# TASK TO COMPLETE
The expected response is the entire set of entries, copied exactly.

# DATA
**********
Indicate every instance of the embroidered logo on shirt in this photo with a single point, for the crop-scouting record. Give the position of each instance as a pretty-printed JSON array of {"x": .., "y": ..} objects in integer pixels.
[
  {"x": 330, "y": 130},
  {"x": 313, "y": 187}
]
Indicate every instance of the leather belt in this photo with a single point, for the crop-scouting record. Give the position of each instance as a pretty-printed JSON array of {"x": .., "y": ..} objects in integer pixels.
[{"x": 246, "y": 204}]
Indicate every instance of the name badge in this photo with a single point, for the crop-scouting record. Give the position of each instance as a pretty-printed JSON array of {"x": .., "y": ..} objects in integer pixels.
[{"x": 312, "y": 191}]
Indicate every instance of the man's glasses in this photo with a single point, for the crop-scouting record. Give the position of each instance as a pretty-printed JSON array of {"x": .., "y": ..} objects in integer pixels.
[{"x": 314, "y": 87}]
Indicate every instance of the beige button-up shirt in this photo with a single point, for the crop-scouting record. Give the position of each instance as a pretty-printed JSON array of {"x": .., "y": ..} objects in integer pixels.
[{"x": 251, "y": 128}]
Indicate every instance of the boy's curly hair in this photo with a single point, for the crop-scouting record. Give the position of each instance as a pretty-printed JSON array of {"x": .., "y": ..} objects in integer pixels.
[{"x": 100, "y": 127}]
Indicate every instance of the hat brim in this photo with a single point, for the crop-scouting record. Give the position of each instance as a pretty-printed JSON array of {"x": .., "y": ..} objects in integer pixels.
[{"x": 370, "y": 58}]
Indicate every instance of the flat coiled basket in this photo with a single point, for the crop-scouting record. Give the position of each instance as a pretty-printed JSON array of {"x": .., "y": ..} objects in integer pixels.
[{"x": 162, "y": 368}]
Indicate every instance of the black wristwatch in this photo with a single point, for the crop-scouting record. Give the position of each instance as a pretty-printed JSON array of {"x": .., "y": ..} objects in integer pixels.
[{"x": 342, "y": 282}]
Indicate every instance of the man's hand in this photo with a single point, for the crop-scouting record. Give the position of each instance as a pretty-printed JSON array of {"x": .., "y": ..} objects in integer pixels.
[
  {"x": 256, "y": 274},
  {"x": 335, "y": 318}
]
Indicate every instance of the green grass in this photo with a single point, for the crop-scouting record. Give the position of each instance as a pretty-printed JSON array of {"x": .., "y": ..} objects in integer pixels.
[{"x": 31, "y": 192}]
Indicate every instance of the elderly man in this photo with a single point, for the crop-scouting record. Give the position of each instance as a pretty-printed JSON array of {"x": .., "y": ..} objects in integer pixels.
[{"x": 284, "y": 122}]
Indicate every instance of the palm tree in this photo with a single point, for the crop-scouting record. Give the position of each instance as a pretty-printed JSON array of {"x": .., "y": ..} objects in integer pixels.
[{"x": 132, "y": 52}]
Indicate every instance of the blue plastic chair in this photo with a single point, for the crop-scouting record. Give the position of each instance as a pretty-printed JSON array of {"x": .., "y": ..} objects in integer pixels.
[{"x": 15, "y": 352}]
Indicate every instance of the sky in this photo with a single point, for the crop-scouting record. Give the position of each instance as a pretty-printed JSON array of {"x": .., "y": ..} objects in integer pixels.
**********
# ANSWER AREA
Indicate every instance of the embroidered logo on shirt in this photo with a single point, for the crop-scouting record. Give the position of each instance as a pretty-printed JSON array of {"x": .., "y": ..} objects in integer pixels.
[
  {"x": 330, "y": 130},
  {"x": 313, "y": 187}
]
Indicate every instance of the leather belt in this photo with a single point, for the crop-scouting record. Give the position of each instance as a pretty-printed JSON array of {"x": .., "y": ..} objects in integer pixels.
[{"x": 246, "y": 204}]
Indicate every instance of the name badge in this photo with a single point, for the crop-scouting record. Give the position of each instance as a pretty-printed JSON array of {"x": .., "y": ..} objects in integer pixels.
[{"x": 312, "y": 191}]
Indicate every instance of the man's glasses in this photo with a single point, for the crop-scouting record. Give the position of each instance as a pretty-printed JSON array of {"x": .., "y": ..} objects in integer pixels.
[{"x": 314, "y": 87}]
Indicate every instance of the beige button-up shirt in this photo with a single point, for the crop-scouting record. Give the position of each instance as a pretty-printed JSON array of {"x": .., "y": ..} objects in integer pixels.
[{"x": 251, "y": 128}]
Indicate every instance of the boy's curly hair in this photo with a single point, for the crop-scouting record. Give the position of each instance as a pretty-printed JSON array of {"x": .., "y": ..} objects in integer pixels.
[{"x": 100, "y": 127}]
Indicate every instance of the hat brim in this photo with a single point, for the crop-scouting record. Give the position of each instance as a pretty-printed JSON array of {"x": .., "y": ..} objects in integer pixels.
[{"x": 370, "y": 58}]
Indicate every instance of the flat coiled basket in this photo with a single point, for the crop-scouting record. Give the position of each instance as a pretty-printed JSON array of {"x": .., "y": ..} objects in integer pixels.
[{"x": 162, "y": 368}]
Indicate every instance of the black wristwatch in this photo with a single point, for the crop-scouting record. Give the position of each instance as a pretty-printed JSON array of {"x": .., "y": ..} objects in integer pixels.
[{"x": 342, "y": 282}]
Indicate every instance of the man's hand in this photo with a single point, for the crop-scouting record. Give the position of each instance as a pretty-printed JSON array of {"x": .., "y": ..} objects in integer pixels.
[
  {"x": 256, "y": 274},
  {"x": 335, "y": 318}
]
Indicate every instance of the green grass in this photo with a single point, for the crop-scouting record. Give the position of each instance as a pretty-printed JSON array of {"x": .., "y": ..} objects in integer pixels.
[{"x": 31, "y": 192}]
Indicate every instance of the elderly man in this photo with a single point, for the crop-scouting record. Give the position of each instance as a pretty-printed JSON array of {"x": .., "y": ..} objects in integer pixels.
[{"x": 284, "y": 122}]
Indicate every instance of the palm tree in this photo with a single point, for the crop-scouting record. Give the position of each instance as a pretty-printed JSON array of {"x": .., "y": ..} objects in integer pixels.
[{"x": 132, "y": 52}]
Indicate every instance of the blue plastic chair in this photo with a single point, for the crop-scouting record. Give the position of each instance as a pretty-printed JSON array of {"x": .., "y": ..} objects in integer pixels.
[{"x": 15, "y": 352}]
Indicate every instance of the sky in this photo with a single point, for the crop-scouting record. Give the position of each instance as a pretty-printed JSON array of {"x": .., "y": ..} objects in integer pixels.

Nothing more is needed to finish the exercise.